Études
DROIT PÉNAL – REVUE MENSUELLE LEXISNEXIS JURISCLASSEUR – OCTOBRE 2016
La prise en charge des victimes de terrorisme : un enjeu devenu majeur
Julie HOLVECK,
vice-procureur, section terrorisme et atteintes à la sûreté de l’État, parquet de Paris
Longtemps négligé, le sort des victimes de terrorisme est aujourd’hui au coeur de l’action des pouvoirs publics.
Marqué par les événements récents, le droit positif reflète désormais cette préoccupation.
1 – Pour Jacques Derrida, l’attentat du 11 septembre 2001 a changé « le rapport entre la terre, le territoire et la terreur ». Le terrorisme s’internationalise et ne concerne plus seulement des terres « lointaines ». Frappée dans son sanctuaire, la nation américaine découvre que la victime de terrorisme peut être un voisin, un collègue, un proche, bref une victime civile de proximité. L’événement peut se produire partout et à tout moment. Le constat est malheureusement tout aussi vrai en France en 2015 et 2016. L’horreur est d’autant plus palpable qu’elle touche un visage ami, un autre qui pourrait être soi.

DÉFIS
a: D'après l'extrait sur les victimes de terrorisme, quel événement a changé, selon Jacques Derrida, « le rapport entre la terre, le territoire et la terreur » ?
b: Poursuivez l'extrait sur les victimes de terrorisme en reprenant juste après sa dernière phrase.

DONNÉES EXTRAITES
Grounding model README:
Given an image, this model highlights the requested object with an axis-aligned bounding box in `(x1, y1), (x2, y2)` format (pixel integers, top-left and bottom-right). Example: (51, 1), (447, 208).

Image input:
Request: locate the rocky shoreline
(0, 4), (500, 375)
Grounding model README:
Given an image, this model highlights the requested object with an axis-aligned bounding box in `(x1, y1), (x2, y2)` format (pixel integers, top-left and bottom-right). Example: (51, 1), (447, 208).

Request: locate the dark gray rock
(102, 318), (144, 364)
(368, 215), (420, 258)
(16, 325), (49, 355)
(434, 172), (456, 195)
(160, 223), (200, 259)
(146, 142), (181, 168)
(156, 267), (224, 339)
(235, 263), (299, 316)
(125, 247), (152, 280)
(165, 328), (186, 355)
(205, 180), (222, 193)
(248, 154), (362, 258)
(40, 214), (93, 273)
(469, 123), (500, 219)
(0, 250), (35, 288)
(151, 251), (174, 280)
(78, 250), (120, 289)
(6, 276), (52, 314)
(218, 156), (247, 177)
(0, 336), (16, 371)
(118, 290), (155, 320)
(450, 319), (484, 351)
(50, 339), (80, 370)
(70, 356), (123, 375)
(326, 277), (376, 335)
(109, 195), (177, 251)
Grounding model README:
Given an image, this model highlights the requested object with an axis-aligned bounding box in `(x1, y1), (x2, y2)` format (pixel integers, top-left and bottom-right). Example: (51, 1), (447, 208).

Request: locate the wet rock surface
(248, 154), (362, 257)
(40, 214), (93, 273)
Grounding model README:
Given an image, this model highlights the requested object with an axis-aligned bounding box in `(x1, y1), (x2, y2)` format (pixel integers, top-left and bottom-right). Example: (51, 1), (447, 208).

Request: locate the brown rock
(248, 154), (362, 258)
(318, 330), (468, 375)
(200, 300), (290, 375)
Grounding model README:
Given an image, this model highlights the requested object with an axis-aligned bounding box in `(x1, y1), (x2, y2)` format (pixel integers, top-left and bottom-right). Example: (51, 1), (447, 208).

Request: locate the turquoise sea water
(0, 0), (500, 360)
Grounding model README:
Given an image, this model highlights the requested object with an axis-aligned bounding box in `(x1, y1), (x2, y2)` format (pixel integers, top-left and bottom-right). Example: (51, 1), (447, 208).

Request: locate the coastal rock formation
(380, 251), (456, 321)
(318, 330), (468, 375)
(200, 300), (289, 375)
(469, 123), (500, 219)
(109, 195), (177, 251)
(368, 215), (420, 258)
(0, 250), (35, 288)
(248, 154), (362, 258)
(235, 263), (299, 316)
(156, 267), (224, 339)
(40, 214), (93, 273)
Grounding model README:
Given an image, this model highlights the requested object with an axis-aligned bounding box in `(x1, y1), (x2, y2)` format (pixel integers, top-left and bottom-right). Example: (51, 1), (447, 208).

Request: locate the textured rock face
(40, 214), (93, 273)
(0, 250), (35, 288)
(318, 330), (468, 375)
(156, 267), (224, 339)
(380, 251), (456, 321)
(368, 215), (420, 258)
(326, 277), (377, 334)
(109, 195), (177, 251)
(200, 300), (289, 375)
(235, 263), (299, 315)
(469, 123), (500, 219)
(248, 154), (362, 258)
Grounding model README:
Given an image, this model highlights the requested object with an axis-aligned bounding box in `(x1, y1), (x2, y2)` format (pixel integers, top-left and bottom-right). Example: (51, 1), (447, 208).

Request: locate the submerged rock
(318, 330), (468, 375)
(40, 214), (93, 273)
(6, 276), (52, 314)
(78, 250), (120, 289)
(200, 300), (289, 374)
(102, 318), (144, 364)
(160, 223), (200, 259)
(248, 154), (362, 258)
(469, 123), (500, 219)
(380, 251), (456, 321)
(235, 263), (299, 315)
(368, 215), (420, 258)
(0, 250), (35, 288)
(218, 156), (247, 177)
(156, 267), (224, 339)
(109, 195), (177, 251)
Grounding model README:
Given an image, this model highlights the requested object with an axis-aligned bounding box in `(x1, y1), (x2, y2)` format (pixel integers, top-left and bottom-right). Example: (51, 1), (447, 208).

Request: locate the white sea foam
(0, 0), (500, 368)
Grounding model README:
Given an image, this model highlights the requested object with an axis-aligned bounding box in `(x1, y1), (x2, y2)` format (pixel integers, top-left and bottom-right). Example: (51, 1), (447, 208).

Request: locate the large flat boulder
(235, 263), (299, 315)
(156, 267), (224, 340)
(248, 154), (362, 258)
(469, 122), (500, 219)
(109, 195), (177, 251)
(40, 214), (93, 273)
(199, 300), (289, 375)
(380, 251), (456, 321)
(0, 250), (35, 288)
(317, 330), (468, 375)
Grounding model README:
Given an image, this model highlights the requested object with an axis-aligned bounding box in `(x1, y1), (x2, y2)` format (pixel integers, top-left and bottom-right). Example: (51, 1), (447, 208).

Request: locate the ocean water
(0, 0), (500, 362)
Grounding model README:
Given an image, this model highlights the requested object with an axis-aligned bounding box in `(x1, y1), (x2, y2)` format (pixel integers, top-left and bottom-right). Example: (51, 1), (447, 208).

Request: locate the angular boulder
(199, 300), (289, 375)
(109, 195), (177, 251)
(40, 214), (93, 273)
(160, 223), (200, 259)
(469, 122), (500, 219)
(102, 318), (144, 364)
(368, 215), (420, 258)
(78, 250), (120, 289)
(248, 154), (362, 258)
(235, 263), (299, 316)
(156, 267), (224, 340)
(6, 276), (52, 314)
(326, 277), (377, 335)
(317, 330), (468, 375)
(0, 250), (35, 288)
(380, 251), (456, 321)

LISTE DES RÉPONSES
a: L'attentat du 11 septembre 2001.

b:
2 – Le terrain du terrorisme se déplace, poussant le président de la République à déclarer : « la France est en guerre ». Cet état d’une exceptionnelle gravité devait naturellement recevoir une réponse législative ferme, que chaque nouvel attentat durcit encore. Le dispositif procédural et répressif de la lutte contre le terrorisme n’a donc jamais cessé d’être renforcé, particulièrement depuis 2015
3 – Cependant, la dimension répressive des textes n’est pas la seule à être réformée. La figure de la victime ayant envahi l’espace public, elle est devenue un enjeu médiatique, politique, social et par conséquent juridique. Inauguré par la loi du 9 septembre 1986 5, amendé par la loi du 23 janvier 1990 6, le dispositif de la prise en charge des victimes a été approfondi et complété. Trois circulaires successives 7 viennent synthétiser celui-ci et tentent de
l’améliorer. La circulaire du 12 novembre 2015 débute d’ailleurs par ces propos : « L’instruction tire les enseignements de lamise en application de l’instruction interministérielle » précédente « qui a constitué une première étape ». Elle est rédigée « à partir du retour d’expériences des différents acteurs ». Le pragmatisme est privilégié.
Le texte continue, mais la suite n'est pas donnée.